## Exercise data

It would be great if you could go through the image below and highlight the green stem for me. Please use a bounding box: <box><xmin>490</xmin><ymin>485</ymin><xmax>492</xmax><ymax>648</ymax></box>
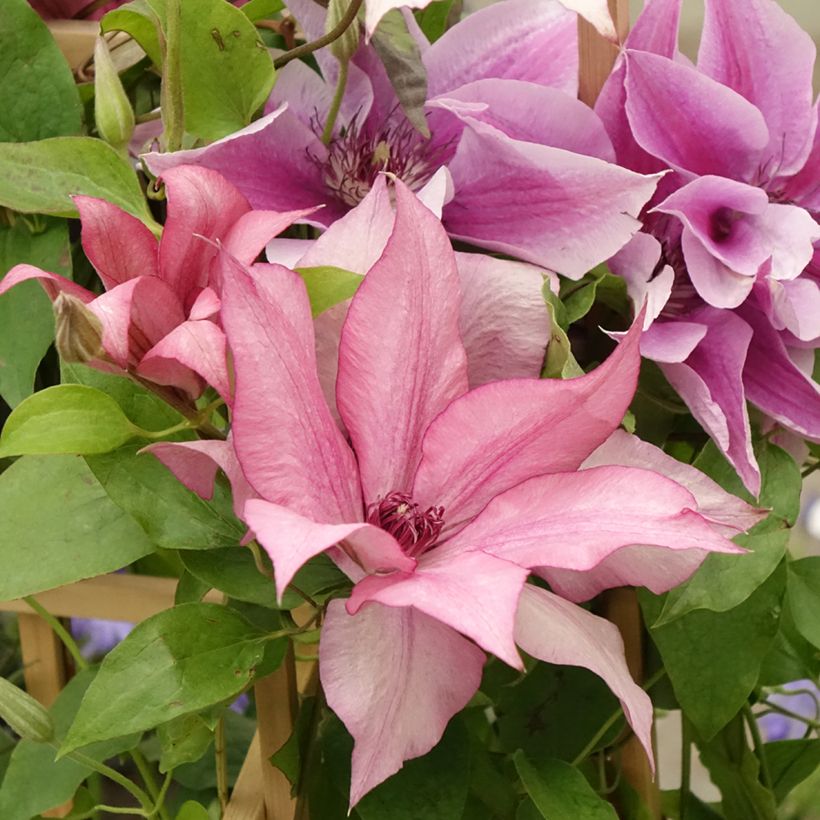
<box><xmin>131</xmin><ymin>747</ymin><xmax>171</xmax><ymax>820</ymax></box>
<box><xmin>321</xmin><ymin>59</ymin><xmax>349</xmax><ymax>145</ymax></box>
<box><xmin>68</xmin><ymin>749</ymin><xmax>153</xmax><ymax>813</ymax></box>
<box><xmin>70</xmin><ymin>804</ymin><xmax>149</xmax><ymax>819</ymax></box>
<box><xmin>680</xmin><ymin>714</ymin><xmax>692</xmax><ymax>820</ymax></box>
<box><xmin>23</xmin><ymin>596</ymin><xmax>87</xmax><ymax>671</ymax></box>
<box><xmin>802</xmin><ymin>461</ymin><xmax>820</xmax><ymax>478</ymax></box>
<box><xmin>162</xmin><ymin>0</ymin><xmax>184</xmax><ymax>152</ymax></box>
<box><xmin>759</xmin><ymin>700</ymin><xmax>820</xmax><ymax>730</ymax></box>
<box><xmin>743</xmin><ymin>703</ymin><xmax>773</xmax><ymax>791</ymax></box>
<box><xmin>149</xmin><ymin>770</ymin><xmax>174</xmax><ymax>819</ymax></box>
<box><xmin>215</xmin><ymin>715</ymin><xmax>229</xmax><ymax>815</ymax></box>
<box><xmin>273</xmin><ymin>0</ymin><xmax>364</xmax><ymax>69</ymax></box>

## Exercise requirements
Leave the pictures out and output all of the data verbatim.

## Task response
It would be great if you could go through the image below and highlight the green stem for me. Please use a bounding box: <box><xmin>490</xmin><ymin>485</ymin><xmax>492</xmax><ymax>648</ymax></box>
<box><xmin>131</xmin><ymin>747</ymin><xmax>171</xmax><ymax>820</ymax></box>
<box><xmin>321</xmin><ymin>59</ymin><xmax>349</xmax><ymax>145</ymax></box>
<box><xmin>68</xmin><ymin>749</ymin><xmax>153</xmax><ymax>813</ymax></box>
<box><xmin>70</xmin><ymin>804</ymin><xmax>149</xmax><ymax>819</ymax></box>
<box><xmin>680</xmin><ymin>714</ymin><xmax>692</xmax><ymax>820</ymax></box>
<box><xmin>23</xmin><ymin>596</ymin><xmax>87</xmax><ymax>671</ymax></box>
<box><xmin>802</xmin><ymin>461</ymin><xmax>820</xmax><ymax>478</ymax></box>
<box><xmin>162</xmin><ymin>0</ymin><xmax>184</xmax><ymax>152</ymax></box>
<box><xmin>759</xmin><ymin>700</ymin><xmax>820</xmax><ymax>730</ymax></box>
<box><xmin>743</xmin><ymin>703</ymin><xmax>773</xmax><ymax>791</ymax></box>
<box><xmin>149</xmin><ymin>770</ymin><xmax>174</xmax><ymax>819</ymax></box>
<box><xmin>215</xmin><ymin>715</ymin><xmax>229</xmax><ymax>815</ymax></box>
<box><xmin>273</xmin><ymin>0</ymin><xmax>364</xmax><ymax>69</ymax></box>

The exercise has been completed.